Many of our senior citizens use the word “sanction” to denote the allocation of money for a project. A different connotation of the word is “economic embargo,” which comes from America’s deliberations on a state which Washington has considered to be an aggressor or at least dangerous.
Such punitive action was being discussed, rather speculatively, during the tumultuous days of the one-sided ballot in Bangladesh, although no country had threatened to do so.
The United States has exerted its influence by imposing sanctions on countries such as Iran and North Korea on grounds of nuclear stand-offs, and Russia for annexing Crimea.
Despite the effectiveness of the blockade in weakening a “hostile” regime, it has a price, which is paid by the people of that country. Bangladesh was lucky not to have been perceived as a rogue state.
It’s not in the limelight of crisis either, unlike the cases of Syria, Iraq, Afghanistan, Yemen, Palestine, Egypt, Libya, Sudan, Somalia, Mali, Nigeria, Zimbabwe, and Ukraine which invited global actions. So, given Washington’s long list of priorities, a sanction against Bangladesh over a boycotted election was not likely.
Communiqué and interactions with diplomats further suggest that the West was unwilling to punish the people by using economic weapons, thanks to our progressive track record, in spite of the undemocratic policies of the party in power.
That kind of stance has presented the Awami League with some much needed relief that it has at least survived in office in the post-January polls period.
The party is, however, reluctant in acknowledging that nobody forgets a two-fold reality: Bangladeshis have been deprived of the opportunity to vote for choosing their representatives, and the main contender for power has been pushed out of parliamentary politics.
Dodging harsh international actions, the administration of Premier Sheikh Hasiina has tried to create the impression that a number of important countries like China and Japan, though not India and Russia, were joining her initiative to build rapprochement, and hence, strengthen economic ties with Bangladesh.
Dhaka is already marketing its stance against Islamist militancy to the West and the Indians to make Hasina’s stay in power be “taken for granted,” irrespective of her autocratic attitude towards all dissenting voices. Thus, the regime has amassed enough self-confidence-turned-arrogance.
Simultaneously, it is ignoring the fact that the heart of the national economy is being bled continuously, with a decline in remittances and uncertainty in the export market, stagnation in investment, shrinkage in the domestic job market, fall in sales of apartments, rising corruption, embezzlement of bank money, a sick share market, and revenue shortfalls being observed.
The AL, once again proven poor in economic management, is confident that the commoners won’t understand the technicalities of the economy.
Yet, struggling with depleted popularity at home and occasional embarrassment abroad, Premier Hasina’s trusted men have turned increasingly audacious in their policy pursuit; they don’t care about anyone's opinion, including the lone superpower of the world.
Following suit with his colleagues, AL general secretary and LGRD minister, Syed Ashraful Islam’s “pooh-poohing” of Washington’s call for a fresh, inclusive election has exposed the party's collective frustration and its deliberate policy of embarking on power(s) other than the US for its global pampering.
Awami intellectuals are trying to discover in his discourteous statement a “strong message” which can be sent to the US. Ah! Unpopular regimes often become super-patriotic, smell conspiracies everywhere, or resort to crusades to find an escape route.

━━━━━━━━━━━━━━━━━━━━━━━━━━━━━━

Actions to take
#1 From the opinion piece on Bangladesh and sanctions, list the countries that the United States is said to have put sanctions on.
#2 From the opinion piece on Bangladesh and sanctions, rewrite the part that starts with "The United States" and ends with "a rogue state.", swapping "blockade" for "embargo".

Provided material
━━━━━━━━━━━━━━━━━━━━━━━━━━━━━━

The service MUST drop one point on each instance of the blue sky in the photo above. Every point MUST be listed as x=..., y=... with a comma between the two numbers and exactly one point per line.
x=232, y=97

━━━━━━━━━━━━━━━━━━━━━━━━━━━━━━

Responses to the exercise
#1 Iran, North Korea, Russia

#2
The United States has exerted its influence by imposing sanctions on countries such as Iran and North Korea on grounds of nuclear stand-offs, and Russia for annexing Crimea.
Despite the effectiveness of the embargo in weakening a “hostile” regime, it has a price, which is paid by the people of that country. Bangladesh was lucky not to have been perceived as a rogue state.